◆ EXERCISES TO COMPLETE
• a. In the blog post on courses and certifications, which HR certification courses had the writer planned to take before the pandemic?
• b. Extend the blog post on courses and certifications beyond its last sentence.
=== DOCUMENT PASSAGE ===
Courses, Certifications and CBD
Besides starting a business, I have thought of taking courses to become more competitive in the job market. Prior to the pandemic, I was planning to take HR certification courses i.e. PHR and SPHR but my employer was not willing to pay for them. I was going to pay for them myself, then Covid-19 nixed all those plans. During this downtime, I have looked into Salesforce certification, proposal grant-writing, brushing up my Microsoft Excel skills (more on the data side). I am trying to get back into a career that pays well and has progression. That near six-figure income I was getting is where I want to be and then some. In fact if I could make more than my boss, that would be the ultimate payback! I may just send him a screenshot of my check, ha! That might be setting my goals too low in some people's opinion but all I want is to be comfortable in life. I do not care about being stinking rich. I want to be able to buy a plane ticket, filet mignon, or a Dave Chappelle show every now and then without worrying if I will be able to make my next mortgage payment. It doesn't take much to get me there. Any employers out there reading this in need of a diligent worker with a masters' degree from a top business school in Europe, years of experience in business operations and HR? Will you pay me $120K base salary or so? You won't be sorry! I promise I will make you look good.
Back to the subject of courses. I am working on it and hopefully by January 2021, I will be able to update my resume with stronger skills. Someone needs to hire me, Good God Almighty! Tomorrow I plan to follow a new schedule I created for myself. I have carved out some workout time. I need to get back to hiking, I am so out of shape! After that, I will spend some time taking data analysis courses online, a little bit of Netflix. My current guilty pleasure is binge-watching Blacklist. Any fans? I plan to blog daily, and continue applying for jobs. If I can beat the bouts of melancholy that paralyze me, I will be more productive and in a better shape physically and mentally, which is my goal. I do need to add spiritual fitness too! I am truly a work in progress so help me God!
=== RAW DATA ===
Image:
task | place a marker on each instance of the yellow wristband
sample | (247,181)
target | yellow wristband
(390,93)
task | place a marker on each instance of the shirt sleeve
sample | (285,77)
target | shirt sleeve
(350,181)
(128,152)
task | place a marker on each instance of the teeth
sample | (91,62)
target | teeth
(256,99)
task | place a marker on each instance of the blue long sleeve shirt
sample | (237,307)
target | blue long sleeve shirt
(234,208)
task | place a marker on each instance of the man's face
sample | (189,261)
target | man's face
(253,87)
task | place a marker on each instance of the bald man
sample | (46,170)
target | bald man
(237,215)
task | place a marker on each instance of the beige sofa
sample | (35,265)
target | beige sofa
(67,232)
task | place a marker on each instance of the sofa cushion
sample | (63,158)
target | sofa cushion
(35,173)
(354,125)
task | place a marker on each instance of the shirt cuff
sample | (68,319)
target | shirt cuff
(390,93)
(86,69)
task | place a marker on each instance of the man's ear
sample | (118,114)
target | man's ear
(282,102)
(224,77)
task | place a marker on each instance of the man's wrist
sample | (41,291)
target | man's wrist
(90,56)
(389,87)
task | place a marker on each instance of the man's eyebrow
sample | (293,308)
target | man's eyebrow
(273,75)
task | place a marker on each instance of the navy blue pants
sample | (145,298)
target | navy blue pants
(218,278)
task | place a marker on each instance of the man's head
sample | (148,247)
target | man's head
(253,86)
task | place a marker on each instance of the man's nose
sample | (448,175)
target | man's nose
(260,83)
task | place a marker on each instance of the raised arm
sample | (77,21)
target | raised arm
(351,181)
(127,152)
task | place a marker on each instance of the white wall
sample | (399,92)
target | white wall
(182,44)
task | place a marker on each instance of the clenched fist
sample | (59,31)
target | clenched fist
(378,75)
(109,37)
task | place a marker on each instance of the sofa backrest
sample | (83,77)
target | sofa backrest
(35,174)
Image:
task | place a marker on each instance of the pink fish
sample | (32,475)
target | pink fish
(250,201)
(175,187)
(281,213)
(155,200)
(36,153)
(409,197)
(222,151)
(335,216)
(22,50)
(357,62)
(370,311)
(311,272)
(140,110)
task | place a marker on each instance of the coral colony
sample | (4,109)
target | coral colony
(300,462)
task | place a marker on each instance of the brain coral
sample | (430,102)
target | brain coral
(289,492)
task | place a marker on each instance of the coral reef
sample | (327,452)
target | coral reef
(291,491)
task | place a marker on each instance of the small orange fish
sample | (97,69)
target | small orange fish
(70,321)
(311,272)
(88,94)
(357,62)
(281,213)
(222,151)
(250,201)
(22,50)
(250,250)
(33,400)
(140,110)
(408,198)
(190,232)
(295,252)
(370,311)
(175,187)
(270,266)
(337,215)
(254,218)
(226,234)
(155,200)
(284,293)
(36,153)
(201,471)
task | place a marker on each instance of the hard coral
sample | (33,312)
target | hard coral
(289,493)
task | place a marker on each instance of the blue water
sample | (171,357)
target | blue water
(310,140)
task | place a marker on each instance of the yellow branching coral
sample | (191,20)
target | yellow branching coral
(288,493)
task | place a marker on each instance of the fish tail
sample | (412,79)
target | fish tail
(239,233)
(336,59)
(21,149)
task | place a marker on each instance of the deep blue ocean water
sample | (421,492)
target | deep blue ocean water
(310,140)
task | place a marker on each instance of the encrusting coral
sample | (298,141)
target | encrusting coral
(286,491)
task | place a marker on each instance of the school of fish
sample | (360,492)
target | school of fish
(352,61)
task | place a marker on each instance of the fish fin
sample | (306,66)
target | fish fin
===
◆ SET OF ANSWERS
• a. PHR and SPHR.

• b.
I know there are many people out there in the same struggle and can relate to my current situation. I am not going to preach to you today and tell you to hang in there. Hey hang in there! *sticks tongue.* For the past few days I have not had much of an appetite, I have wallowed in my misery, eaten chocolate chip pancakes for lunch and dinner (the only thing I have an appetite for) until I ran out of eggs and milk. I have cried from physical pain and mental anguish. For some reason I started experiencing sharp chest pains, and vomiting, just out of the blue. I got scared thinking, now surely if I die in this house, when will anyone find my lifeless body? Therefore, everyday I make sure I shower and put on my good lace underwear. I might not have much else on but the paramedics will not talk about granny panties over here honey!
To my dear unemployed, and underemployed, we cannot lose hope. Cut off ties that are not beneficial to you. Take up courses to improve yourself and also keep you busy. If you believe in a higher deity, pray, fast and meditate. If you dabble in alcohol, drink a glass of red wine before bed, you will sleep better! I do that sometimes but I have a small bladder, makes me get up too many times to go tinkle which beats the purpose of a good night's sleep! I know someone is thinking of marijuana, yes? I live in the south, it is not legal here. I am trying to get a job and not go to jail. ;) What is your take on CBD though?